Waking up to the dark and rain was not a good way to start a Monday. The weather visibly turned to pitch black; caused my brain to tumble toward insecurity and anxiousness. However, by the end of the day, it turned out to be quite beautiful; our fall has lasted golden and plush.
Last Friday, I was looking at a map of France. I traced the places I hitchhiked; my starting points were at the Sorbonne in Paris for a few months doing some preparatory work and then I went on to study at the Universite of Tours, France for ten months. It was an art epiphany of Van Gogh in Amsterdam, the Rodin Museum which floored me, The Louvre, The Jeu de Paume in Paris. Paris, Paris, Paris. Most of it was emotionally striking and I remember those times clearly. As students we were housed in these very small rooms; quite stark and placed in a wooded area (aren't most dorm rooms?) Socially, I spoke French very well but my grammar was very spotty. It wasn't until I taught French back in the states that my learning came together and I had arrived at speaking it fluently.

● ● ● ● ●

WHAT YOU NEED TO DO:
**A.** Answer these questions about the source passage.
(i) How did the Monday turn out by the end of the day?
(ii) Which museum does the writer say floored them?
(iii) When did the writer's learning of French come together?
**B.** Write the next part of the source passage, picking up after its final sentence.

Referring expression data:
● ● ● ● ●

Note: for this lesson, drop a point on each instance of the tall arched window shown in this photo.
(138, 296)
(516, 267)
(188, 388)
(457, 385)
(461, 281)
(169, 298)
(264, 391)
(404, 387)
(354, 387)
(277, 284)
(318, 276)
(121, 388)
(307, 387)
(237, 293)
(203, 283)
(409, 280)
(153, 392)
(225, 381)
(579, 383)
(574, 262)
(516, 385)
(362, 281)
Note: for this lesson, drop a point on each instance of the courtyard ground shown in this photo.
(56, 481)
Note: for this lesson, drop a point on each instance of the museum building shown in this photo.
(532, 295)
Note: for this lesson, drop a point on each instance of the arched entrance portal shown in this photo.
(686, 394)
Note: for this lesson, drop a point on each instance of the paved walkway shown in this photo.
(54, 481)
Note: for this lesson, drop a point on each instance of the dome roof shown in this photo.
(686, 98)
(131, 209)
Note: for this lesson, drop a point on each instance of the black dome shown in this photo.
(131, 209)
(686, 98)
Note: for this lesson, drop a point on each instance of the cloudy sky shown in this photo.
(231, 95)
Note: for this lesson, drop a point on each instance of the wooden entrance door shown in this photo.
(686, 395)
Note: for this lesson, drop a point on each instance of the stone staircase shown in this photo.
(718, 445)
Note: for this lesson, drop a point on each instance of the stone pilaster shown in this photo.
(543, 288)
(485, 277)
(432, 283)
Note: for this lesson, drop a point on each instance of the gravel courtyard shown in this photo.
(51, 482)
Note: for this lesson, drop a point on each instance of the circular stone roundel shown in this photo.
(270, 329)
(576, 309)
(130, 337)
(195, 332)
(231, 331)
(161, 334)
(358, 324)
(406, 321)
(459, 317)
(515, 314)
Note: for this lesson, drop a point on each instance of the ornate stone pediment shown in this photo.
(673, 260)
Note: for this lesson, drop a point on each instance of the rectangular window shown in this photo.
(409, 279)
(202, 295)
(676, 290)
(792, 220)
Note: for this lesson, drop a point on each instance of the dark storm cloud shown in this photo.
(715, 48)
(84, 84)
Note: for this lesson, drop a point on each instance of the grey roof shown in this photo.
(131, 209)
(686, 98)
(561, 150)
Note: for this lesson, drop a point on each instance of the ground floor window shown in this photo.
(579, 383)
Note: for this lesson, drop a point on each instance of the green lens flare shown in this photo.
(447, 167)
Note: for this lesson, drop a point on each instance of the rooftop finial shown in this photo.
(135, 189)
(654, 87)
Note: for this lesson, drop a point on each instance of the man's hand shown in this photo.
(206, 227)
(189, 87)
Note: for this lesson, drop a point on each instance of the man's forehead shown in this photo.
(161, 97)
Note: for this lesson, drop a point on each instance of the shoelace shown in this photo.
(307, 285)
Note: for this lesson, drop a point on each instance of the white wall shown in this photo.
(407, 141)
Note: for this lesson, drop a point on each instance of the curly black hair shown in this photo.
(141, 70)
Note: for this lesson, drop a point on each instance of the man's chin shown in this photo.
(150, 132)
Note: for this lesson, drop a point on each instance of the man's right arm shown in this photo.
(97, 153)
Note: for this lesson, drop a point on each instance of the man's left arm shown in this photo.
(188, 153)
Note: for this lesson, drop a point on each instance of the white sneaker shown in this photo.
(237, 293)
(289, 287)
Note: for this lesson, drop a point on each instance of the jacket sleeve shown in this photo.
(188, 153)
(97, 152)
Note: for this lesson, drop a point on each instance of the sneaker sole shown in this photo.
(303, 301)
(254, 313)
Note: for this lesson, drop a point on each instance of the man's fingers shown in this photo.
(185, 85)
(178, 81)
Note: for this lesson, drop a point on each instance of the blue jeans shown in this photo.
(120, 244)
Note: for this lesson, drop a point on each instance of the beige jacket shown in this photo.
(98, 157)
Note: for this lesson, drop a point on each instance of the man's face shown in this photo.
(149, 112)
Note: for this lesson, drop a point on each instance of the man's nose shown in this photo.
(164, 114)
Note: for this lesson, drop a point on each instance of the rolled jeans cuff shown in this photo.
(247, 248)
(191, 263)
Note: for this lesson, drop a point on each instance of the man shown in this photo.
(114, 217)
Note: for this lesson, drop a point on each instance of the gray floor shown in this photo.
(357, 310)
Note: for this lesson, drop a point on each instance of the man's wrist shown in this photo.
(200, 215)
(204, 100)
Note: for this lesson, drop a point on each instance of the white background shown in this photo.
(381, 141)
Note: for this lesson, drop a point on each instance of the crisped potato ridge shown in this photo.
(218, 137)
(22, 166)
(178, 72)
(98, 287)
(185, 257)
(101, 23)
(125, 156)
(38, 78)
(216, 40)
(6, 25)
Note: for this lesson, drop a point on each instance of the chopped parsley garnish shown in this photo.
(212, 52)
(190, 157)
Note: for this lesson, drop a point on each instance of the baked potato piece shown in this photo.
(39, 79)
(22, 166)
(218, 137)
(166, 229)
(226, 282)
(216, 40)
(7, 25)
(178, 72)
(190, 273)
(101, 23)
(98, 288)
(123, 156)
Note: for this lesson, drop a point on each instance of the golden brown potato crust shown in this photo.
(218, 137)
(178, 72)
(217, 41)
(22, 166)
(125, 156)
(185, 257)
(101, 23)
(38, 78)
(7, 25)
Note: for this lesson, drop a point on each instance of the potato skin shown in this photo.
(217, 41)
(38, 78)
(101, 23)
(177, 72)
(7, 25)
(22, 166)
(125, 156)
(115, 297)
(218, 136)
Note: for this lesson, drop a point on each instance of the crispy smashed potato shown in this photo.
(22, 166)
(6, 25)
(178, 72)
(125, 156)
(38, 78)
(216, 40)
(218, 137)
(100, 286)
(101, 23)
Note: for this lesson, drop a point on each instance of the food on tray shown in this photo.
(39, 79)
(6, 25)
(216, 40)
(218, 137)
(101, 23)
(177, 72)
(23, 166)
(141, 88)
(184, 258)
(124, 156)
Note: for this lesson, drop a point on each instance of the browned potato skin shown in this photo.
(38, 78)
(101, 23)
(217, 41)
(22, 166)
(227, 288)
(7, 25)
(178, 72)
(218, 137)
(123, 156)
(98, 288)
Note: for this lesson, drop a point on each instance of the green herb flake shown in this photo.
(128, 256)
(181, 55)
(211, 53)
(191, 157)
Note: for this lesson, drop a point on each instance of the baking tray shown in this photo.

● ● ● ● ●

PER-TASK ANSWERS:
**A.**
(i) It turned out to be quite beautiful.
(ii) The Rodin Museum.
(iii) When the writer taught French back in the states.

**B.**
I especially remember my Marxist boyfriend who took me around to all the political rallies; we visited his sister on a farm in Limoges, smoked Gauloises and Gitanes and it was there that I really learned how to taste food. His name was Jean Claude Jandin and he wrote me love letters after I returned to the US, asking me to marry him. Helas, I was too young and fickle and I blew him off; still think fondly of him to this day and often wonder how my life would have evolved. Quite differently I suppose. It was from Jean Claude that I truly learned the psychology of Voltaire - on peut cultive notre jardin de l'amour.
So, as I looked at the map of France, my relationship with my past became surreal; as if I had never been there, never traveled through this wonderful country, never felt a foreign place, learned another language, tripped through the neighboring lands by trains, ferries, hitching by trucks. I became sad because it was if that part of me was gone forever. It is extinct I suppose; you carry it buried in the present, deep and distant but it can be recovered in a heartbeat.